> **TRY IT**: Copy out every line of the data that follows, exactly.

[Collected data entries]
- - -
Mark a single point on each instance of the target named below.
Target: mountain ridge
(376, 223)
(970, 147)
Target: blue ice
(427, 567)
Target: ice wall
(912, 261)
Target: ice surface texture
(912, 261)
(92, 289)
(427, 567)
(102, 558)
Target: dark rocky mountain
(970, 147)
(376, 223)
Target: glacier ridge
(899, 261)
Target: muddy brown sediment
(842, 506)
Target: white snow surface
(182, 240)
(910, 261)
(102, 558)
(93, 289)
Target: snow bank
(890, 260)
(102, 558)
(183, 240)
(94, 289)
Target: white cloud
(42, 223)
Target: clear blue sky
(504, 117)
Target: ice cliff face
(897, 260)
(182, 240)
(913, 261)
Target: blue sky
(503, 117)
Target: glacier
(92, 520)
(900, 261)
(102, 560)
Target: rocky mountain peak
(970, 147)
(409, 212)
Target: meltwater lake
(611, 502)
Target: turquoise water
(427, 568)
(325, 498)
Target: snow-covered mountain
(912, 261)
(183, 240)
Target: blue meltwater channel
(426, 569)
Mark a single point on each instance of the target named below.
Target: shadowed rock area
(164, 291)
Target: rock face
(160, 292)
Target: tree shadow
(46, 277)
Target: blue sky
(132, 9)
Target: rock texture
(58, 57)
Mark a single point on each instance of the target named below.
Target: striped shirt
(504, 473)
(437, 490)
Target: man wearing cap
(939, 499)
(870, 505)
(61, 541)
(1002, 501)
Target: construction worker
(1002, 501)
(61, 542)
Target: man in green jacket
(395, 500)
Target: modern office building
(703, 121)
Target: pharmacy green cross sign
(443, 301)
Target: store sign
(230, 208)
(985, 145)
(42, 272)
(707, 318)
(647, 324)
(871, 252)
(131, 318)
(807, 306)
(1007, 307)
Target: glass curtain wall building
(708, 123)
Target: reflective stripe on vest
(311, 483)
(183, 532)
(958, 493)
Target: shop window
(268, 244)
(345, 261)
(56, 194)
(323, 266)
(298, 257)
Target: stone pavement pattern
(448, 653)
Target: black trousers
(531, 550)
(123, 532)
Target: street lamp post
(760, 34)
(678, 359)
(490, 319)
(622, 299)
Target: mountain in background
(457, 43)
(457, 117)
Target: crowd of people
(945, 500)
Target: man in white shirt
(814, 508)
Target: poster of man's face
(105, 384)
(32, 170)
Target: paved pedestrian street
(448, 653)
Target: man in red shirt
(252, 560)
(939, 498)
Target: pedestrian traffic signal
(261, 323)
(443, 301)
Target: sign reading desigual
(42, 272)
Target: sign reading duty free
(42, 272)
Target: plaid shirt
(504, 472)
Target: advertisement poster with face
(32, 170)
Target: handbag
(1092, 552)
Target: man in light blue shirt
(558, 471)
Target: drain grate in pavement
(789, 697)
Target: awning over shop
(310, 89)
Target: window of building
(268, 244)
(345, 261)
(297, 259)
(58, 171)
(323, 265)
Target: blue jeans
- - -
> **RESPONSE TO THE TASK**:
Mark a single point on each instance of the target named below.
Target: mountain ridge
(376, 223)
(970, 147)
Target: blue ice
(427, 567)
Target: ice wall
(912, 261)
Target: ice surface texture
(912, 261)
(92, 289)
(427, 567)
(102, 558)
Target: dark rocky mountain
(970, 147)
(376, 223)
Target: glacier ridge
(899, 261)
Target: muddy brown sediment
(842, 506)
Target: white snow surface
(182, 240)
(910, 261)
(102, 558)
(93, 289)
Target: snow bank
(890, 260)
(102, 558)
(183, 240)
(94, 289)
Target: white cloud
(42, 223)
Target: clear blue sky
(504, 117)
Target: ice cliff face
(897, 260)
(182, 240)
(913, 261)
Target: blue sky
(503, 117)
Target: glacier
(92, 520)
(900, 261)
(102, 560)
Target: rocky mountain peak
(970, 147)
(409, 212)
Target: meltwater lake
(611, 502)
Target: turquoise water
(427, 568)
(325, 498)
Target: snow-covered mountain
(912, 261)
(183, 240)
Target: blue meltwater channel
(426, 569)
Mark a single point on each instance of the target named below.
Target: shadowed rock area
(164, 291)
Target: rock face
(160, 292)
Target: tree shadow
(46, 277)
Target: blue sky
(132, 9)
Target: rock texture
(58, 57)
Mark a single point on each instance of the target named below.
Target: striped shirt
(504, 473)
(437, 490)
Target: man wearing cap
(939, 499)
(870, 505)
(61, 541)
(1002, 501)
Target: construction worker
(1002, 501)
(61, 542)
Target: man in green jacket
(395, 500)
Target: modern office building
(703, 121)
Target: pharmacy green cross sign
(443, 301)
Target: store sign
(230, 208)
(985, 145)
(42, 272)
(707, 318)
(647, 324)
(871, 252)
(131, 318)
(807, 306)
(1007, 307)
Target: glass curtain wall building
(708, 123)
Target: reflective stripe on vest
(311, 483)
(183, 532)
(958, 493)
Target: shop window
(268, 244)
(345, 261)
(56, 194)
(323, 266)
(298, 257)
Target: stone pavement pattern
(448, 653)
Target: black trousers
(531, 550)
(123, 532)
Target: street lamp post
(760, 34)
(678, 359)
(490, 319)
(622, 299)
Target: mountain in background
(457, 43)
(457, 117)
Target: crowd of people
(945, 500)
Target: man in white shirt
(814, 508)
Target: poster of man's face
(105, 384)
(32, 170)
Target: paved pedestrian street
(448, 653)
Target: man in red shirt
(252, 560)
(939, 498)
Target: pedestrian traffic signal
(261, 323)
(443, 301)
Target: sign reading desigual
(42, 272)
Target: sign reading duty free
(42, 272)
Target: plaid shirt
(504, 472)
Target: advertisement poster with face
(32, 170)
Target: handbag
(1092, 552)
Target: man in light blue shirt
(558, 471)
Target: drain grate in pavement
(789, 697)
Target: awning over shop
(310, 89)
Target: window of building
(268, 244)
(345, 261)
(297, 259)
(58, 171)
(323, 265)
Target: blue jeans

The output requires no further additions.